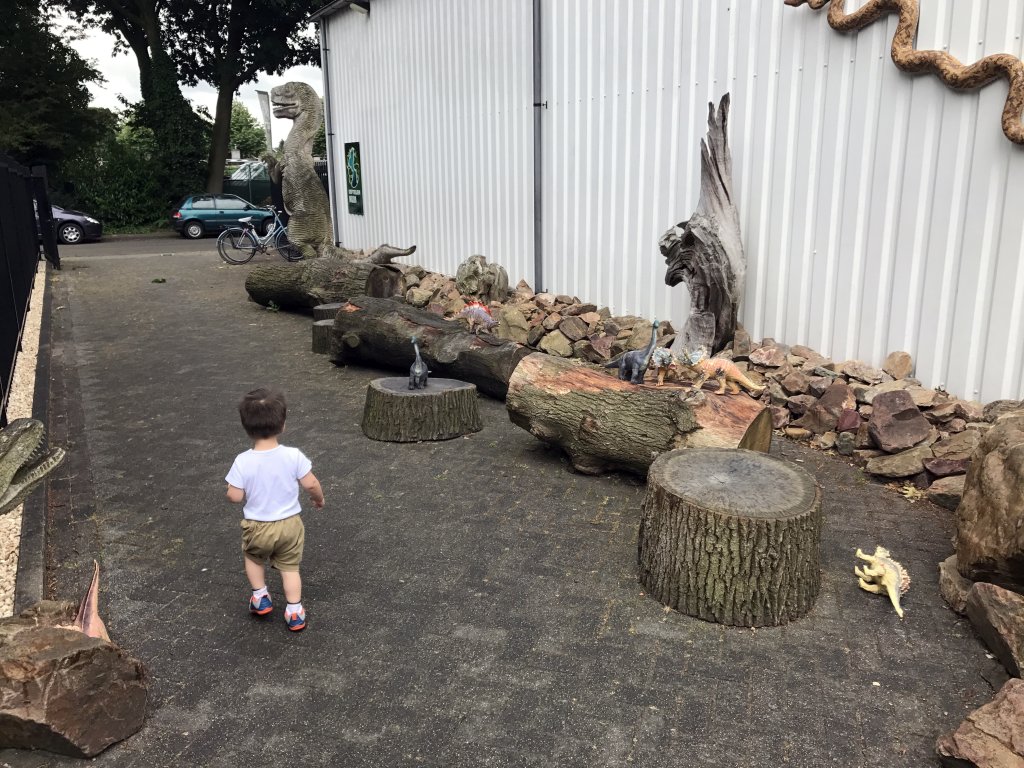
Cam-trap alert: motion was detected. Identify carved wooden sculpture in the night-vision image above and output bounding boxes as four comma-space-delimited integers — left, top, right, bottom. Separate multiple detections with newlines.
658, 93, 746, 354
785, 0, 1024, 144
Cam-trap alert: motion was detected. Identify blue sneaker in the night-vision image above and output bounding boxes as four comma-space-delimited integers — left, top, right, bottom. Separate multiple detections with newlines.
285, 608, 306, 632
249, 595, 273, 616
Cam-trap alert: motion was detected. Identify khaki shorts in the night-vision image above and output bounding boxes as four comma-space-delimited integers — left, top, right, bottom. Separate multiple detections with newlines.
242, 515, 306, 570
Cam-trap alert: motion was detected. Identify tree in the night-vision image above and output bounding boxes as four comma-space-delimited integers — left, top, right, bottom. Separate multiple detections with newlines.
230, 101, 266, 158
164, 0, 318, 191
59, 0, 209, 203
0, 0, 111, 176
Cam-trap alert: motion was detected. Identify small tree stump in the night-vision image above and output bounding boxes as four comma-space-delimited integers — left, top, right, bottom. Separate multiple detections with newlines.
362, 376, 483, 442
638, 447, 821, 627
313, 319, 334, 354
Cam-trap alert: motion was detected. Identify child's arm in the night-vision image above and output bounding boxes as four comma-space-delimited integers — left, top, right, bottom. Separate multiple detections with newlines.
299, 472, 324, 509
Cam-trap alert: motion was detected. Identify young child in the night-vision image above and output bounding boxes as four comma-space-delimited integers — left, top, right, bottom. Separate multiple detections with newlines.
224, 388, 324, 632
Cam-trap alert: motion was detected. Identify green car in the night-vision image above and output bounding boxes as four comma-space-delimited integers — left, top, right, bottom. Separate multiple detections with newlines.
171, 194, 273, 240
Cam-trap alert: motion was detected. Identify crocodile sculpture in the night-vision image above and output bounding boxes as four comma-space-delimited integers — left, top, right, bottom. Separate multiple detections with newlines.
0, 419, 65, 515
604, 321, 658, 384
785, 0, 1024, 144
265, 82, 416, 264
409, 336, 430, 389
853, 547, 910, 618
684, 347, 765, 394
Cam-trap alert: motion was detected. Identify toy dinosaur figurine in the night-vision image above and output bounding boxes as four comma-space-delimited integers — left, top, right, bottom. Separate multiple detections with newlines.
409, 336, 430, 389
684, 347, 764, 394
456, 301, 498, 335
0, 419, 65, 515
853, 547, 910, 618
650, 347, 676, 386
604, 321, 658, 384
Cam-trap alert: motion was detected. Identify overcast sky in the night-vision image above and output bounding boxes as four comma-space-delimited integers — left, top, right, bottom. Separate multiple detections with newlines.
56, 13, 324, 146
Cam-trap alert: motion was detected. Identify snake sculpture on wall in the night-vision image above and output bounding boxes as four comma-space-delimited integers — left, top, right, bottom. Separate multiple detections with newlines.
785, 0, 1024, 144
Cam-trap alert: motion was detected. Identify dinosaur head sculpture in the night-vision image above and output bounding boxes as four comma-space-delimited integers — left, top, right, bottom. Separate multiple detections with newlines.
0, 419, 65, 514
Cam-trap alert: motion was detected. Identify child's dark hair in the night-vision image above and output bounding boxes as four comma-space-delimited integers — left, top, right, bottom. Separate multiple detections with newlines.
239, 387, 288, 440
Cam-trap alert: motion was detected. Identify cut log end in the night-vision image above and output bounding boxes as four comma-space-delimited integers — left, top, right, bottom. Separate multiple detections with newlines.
637, 449, 821, 627
362, 377, 483, 442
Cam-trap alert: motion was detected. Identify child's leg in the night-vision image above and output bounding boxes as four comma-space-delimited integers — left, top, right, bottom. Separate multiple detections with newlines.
281, 570, 302, 604
242, 557, 266, 591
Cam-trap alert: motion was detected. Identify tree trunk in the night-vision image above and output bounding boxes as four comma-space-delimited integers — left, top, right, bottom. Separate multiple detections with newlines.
637, 449, 821, 627
206, 83, 236, 192
331, 296, 529, 399
506, 352, 771, 474
362, 377, 483, 442
246, 259, 401, 309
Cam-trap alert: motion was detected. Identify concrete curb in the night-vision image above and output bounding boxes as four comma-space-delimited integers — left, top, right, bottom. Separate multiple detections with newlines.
14, 262, 53, 615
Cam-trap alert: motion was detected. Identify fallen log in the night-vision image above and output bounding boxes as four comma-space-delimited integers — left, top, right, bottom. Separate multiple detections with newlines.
246, 257, 401, 309
506, 352, 771, 474
331, 296, 529, 399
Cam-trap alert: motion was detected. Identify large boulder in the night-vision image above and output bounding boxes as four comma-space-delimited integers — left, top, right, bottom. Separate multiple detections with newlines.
867, 389, 932, 454
935, 679, 1024, 768
0, 601, 147, 758
956, 414, 1024, 592
966, 584, 1024, 677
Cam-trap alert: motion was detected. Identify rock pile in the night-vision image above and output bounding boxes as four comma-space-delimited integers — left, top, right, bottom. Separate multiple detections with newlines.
402, 264, 676, 365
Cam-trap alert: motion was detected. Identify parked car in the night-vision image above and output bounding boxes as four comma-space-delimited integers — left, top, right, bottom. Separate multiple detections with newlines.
50, 206, 103, 246
171, 194, 273, 240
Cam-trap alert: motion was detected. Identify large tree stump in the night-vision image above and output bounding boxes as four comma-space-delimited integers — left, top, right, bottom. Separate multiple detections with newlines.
332, 296, 529, 399
637, 449, 821, 627
505, 352, 771, 474
362, 377, 483, 442
246, 257, 401, 309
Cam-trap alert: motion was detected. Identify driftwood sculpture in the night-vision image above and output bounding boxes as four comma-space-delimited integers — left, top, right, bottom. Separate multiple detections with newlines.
658, 93, 746, 354
267, 82, 416, 264
785, 0, 1024, 144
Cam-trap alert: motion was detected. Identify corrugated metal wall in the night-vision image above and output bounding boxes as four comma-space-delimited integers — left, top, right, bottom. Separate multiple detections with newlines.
329, 0, 1024, 400
325, 0, 534, 283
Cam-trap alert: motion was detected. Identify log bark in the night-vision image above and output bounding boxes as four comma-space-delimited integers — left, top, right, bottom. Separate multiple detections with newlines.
312, 319, 334, 354
331, 296, 529, 399
506, 352, 771, 474
637, 449, 821, 627
362, 377, 483, 442
246, 258, 401, 309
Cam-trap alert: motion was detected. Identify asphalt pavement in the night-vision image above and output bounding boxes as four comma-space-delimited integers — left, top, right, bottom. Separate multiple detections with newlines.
0, 238, 1005, 768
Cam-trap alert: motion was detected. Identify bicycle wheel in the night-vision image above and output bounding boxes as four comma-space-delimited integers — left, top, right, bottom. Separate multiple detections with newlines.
217, 226, 256, 264
273, 229, 302, 261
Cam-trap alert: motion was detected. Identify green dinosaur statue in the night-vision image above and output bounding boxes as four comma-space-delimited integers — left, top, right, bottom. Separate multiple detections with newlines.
0, 419, 65, 515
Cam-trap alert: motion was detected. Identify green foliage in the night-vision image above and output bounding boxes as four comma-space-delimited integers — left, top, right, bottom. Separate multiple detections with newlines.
230, 101, 266, 158
0, 0, 110, 176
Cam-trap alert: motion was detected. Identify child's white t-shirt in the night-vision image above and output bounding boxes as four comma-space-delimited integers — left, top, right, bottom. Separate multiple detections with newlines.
224, 445, 313, 521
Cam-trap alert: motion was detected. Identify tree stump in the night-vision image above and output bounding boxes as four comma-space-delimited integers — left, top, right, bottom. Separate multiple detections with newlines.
362, 376, 483, 442
638, 449, 821, 627
505, 352, 771, 474
246, 257, 401, 309
312, 319, 334, 354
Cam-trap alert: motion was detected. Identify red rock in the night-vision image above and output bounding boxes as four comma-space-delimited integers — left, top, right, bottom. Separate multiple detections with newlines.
867, 390, 932, 454
935, 679, 1024, 768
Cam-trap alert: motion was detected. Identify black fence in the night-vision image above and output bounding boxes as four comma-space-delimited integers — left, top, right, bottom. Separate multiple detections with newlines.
0, 155, 60, 426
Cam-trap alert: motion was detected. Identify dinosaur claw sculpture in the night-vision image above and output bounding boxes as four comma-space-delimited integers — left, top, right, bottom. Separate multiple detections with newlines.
853, 547, 910, 618
0, 419, 65, 515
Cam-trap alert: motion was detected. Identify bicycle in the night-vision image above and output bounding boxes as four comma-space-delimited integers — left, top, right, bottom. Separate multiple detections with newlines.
217, 206, 302, 264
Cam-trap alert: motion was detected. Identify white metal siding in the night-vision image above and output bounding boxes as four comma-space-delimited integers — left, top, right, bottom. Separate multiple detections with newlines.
324, 0, 534, 283
329, 0, 1024, 400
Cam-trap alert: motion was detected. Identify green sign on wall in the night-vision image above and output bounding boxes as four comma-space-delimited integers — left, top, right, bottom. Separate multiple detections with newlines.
345, 141, 362, 216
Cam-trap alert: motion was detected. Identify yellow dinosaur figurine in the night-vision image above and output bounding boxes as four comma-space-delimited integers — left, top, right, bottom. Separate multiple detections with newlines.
853, 547, 910, 618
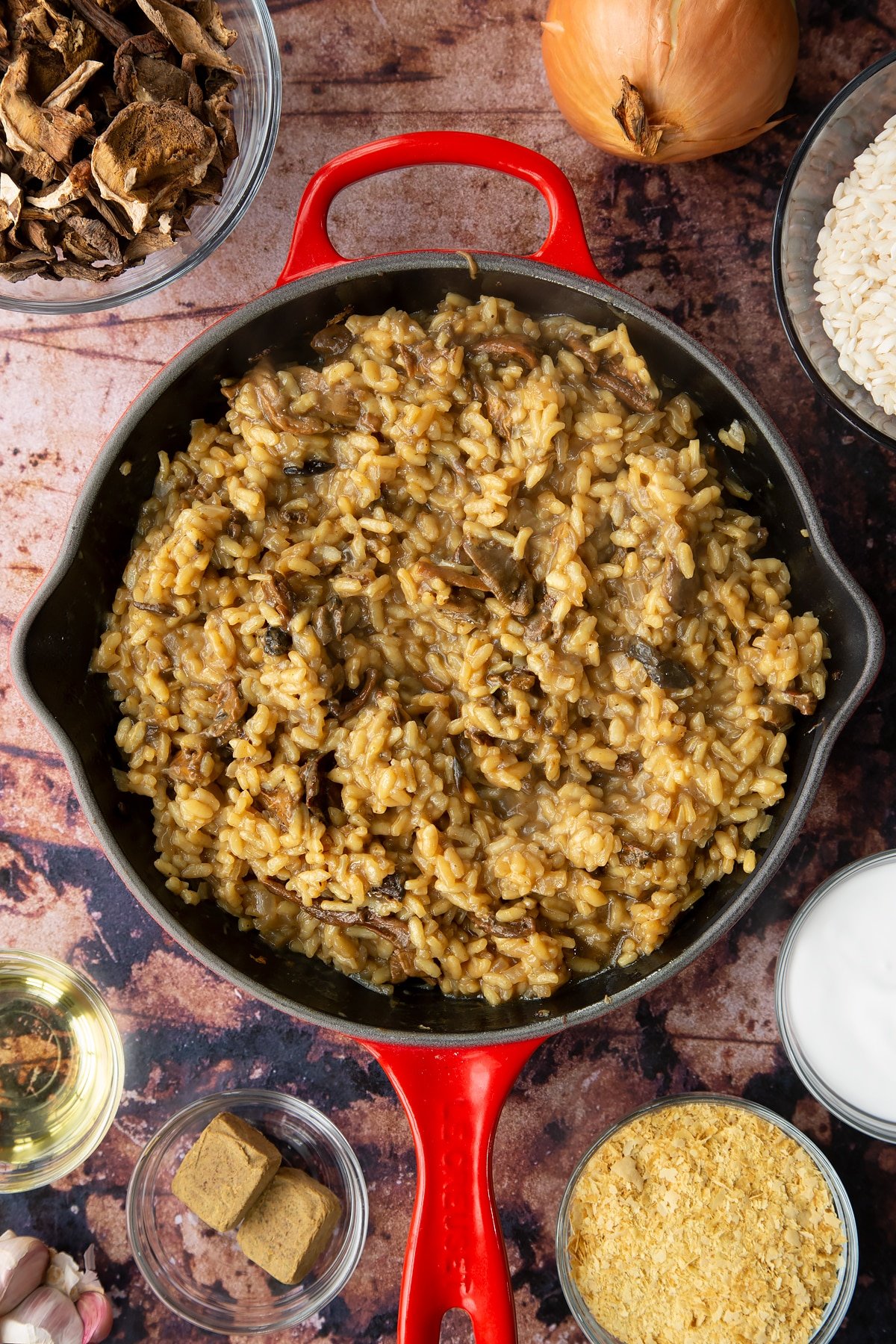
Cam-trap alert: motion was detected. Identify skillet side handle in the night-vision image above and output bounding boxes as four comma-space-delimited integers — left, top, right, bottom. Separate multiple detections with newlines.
277, 131, 606, 286
367, 1040, 541, 1344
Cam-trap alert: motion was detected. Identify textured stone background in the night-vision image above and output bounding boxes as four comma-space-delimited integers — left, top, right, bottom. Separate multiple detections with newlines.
0, 0, 896, 1344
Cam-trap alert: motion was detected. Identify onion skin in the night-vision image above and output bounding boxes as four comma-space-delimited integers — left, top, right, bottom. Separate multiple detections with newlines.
541, 0, 799, 164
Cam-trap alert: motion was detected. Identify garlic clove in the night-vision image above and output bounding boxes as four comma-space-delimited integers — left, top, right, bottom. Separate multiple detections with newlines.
0, 1284, 84, 1344
43, 1250, 81, 1300
78, 1292, 111, 1344
0, 1233, 50, 1316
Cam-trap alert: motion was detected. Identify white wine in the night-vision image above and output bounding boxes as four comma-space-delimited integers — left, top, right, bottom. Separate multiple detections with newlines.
0, 951, 122, 1191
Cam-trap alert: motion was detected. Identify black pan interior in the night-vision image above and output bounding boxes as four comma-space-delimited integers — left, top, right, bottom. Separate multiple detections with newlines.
15, 254, 880, 1042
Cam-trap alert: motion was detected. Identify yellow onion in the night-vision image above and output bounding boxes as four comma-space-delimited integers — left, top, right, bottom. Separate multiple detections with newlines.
541, 0, 799, 163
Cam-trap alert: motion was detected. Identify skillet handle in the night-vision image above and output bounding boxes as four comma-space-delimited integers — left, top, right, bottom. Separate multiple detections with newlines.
277, 131, 606, 285
365, 1040, 541, 1344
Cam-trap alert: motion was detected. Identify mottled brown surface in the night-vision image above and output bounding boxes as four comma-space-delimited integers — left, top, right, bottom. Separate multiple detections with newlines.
0, 0, 896, 1344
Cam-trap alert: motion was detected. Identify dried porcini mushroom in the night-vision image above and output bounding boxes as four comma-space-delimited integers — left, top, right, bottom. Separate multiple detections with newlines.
0, 50, 93, 163
90, 102, 217, 234
0, 0, 242, 282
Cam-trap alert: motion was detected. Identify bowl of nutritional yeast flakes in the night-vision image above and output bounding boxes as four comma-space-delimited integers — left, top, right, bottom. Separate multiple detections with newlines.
12, 131, 881, 1341
771, 52, 896, 447
556, 1092, 859, 1344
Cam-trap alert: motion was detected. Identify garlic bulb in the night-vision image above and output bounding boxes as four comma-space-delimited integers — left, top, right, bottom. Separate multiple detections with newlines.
0, 1233, 50, 1316
0, 1284, 84, 1344
78, 1292, 111, 1344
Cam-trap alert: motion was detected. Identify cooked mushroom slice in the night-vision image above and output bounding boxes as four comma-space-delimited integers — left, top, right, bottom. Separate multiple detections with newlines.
485, 668, 538, 691
591, 368, 657, 411
414, 558, 491, 593
770, 691, 818, 714
467, 911, 536, 938
311, 593, 343, 647
208, 677, 246, 742
368, 872, 405, 900
298, 751, 336, 812
0, 49, 93, 163
661, 555, 700, 615
619, 844, 654, 868
464, 538, 535, 620
311, 323, 355, 356
470, 335, 540, 368
284, 457, 336, 476
626, 640, 693, 691
262, 625, 293, 659
262, 574, 296, 625
563, 335, 600, 373
137, 0, 243, 74
336, 668, 379, 723
164, 747, 211, 785
90, 102, 217, 232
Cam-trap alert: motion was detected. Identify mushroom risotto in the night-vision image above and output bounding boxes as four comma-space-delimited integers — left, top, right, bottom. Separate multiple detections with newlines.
93, 294, 826, 1003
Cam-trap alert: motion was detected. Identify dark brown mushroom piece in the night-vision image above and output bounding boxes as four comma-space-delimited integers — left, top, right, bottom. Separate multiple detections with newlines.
298, 751, 334, 812
90, 102, 217, 232
207, 677, 246, 742
165, 747, 211, 785
311, 323, 355, 358
485, 668, 538, 691
768, 691, 818, 714
311, 593, 343, 648
262, 625, 293, 659
661, 555, 700, 615
467, 911, 538, 938
470, 333, 540, 370
414, 558, 491, 593
591, 368, 659, 413
336, 668, 379, 723
626, 640, 693, 691
619, 844, 654, 868
464, 538, 535, 621
368, 872, 405, 900
262, 574, 296, 625
612, 751, 641, 780
257, 785, 297, 830
284, 457, 336, 476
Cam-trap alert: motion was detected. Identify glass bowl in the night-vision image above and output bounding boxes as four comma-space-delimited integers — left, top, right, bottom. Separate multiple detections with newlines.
0, 951, 125, 1195
126, 1087, 367, 1336
771, 51, 896, 447
0, 0, 282, 313
775, 850, 896, 1144
556, 1092, 859, 1344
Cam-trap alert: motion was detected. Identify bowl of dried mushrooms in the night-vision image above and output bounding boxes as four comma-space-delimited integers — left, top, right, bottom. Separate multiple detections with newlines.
0, 0, 282, 313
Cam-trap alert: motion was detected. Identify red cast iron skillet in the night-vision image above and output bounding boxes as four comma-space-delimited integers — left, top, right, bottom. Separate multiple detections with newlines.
12, 131, 883, 1344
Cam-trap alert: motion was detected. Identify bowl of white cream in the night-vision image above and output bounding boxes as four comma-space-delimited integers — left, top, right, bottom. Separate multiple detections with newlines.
775, 850, 896, 1142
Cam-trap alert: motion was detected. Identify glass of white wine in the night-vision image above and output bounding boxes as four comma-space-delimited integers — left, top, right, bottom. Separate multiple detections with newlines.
0, 951, 124, 1193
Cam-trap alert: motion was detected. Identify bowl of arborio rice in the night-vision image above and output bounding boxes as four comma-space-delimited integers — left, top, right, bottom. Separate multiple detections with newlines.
772, 52, 896, 445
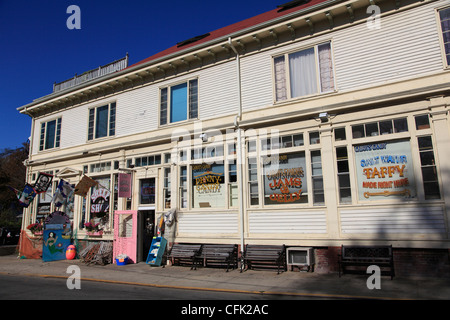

************

> Directions for this task:
Render the lines of the records starting at the one containing "Cam-trap alert: motion was detected. Identify textured" and ending at the one containing "541, 0, 799, 164" as a Markdown table with two columns, Row and Line. Number each line in Row, and leave out any blank lines.

> Final result:
| Row | Line |
|---|---|
| 1 | Cam-trap alert: motion was detected. Identify textured stone background in the night-vision image above and output bounding boxes as four comma-space-delimited integers — left, top, right, bottom. Separate multiple detections with newlines. |
| 2 | 0, 0, 896, 1344 |
| 3 | Cam-trap alert: motion was detected. Identify onion skin in the night-vision image above and output bounding boxes as four comma-space-delimited integers — left, top, right, bottom. Separate multiple detections with newlines. |
| 4 | 541, 0, 799, 164 |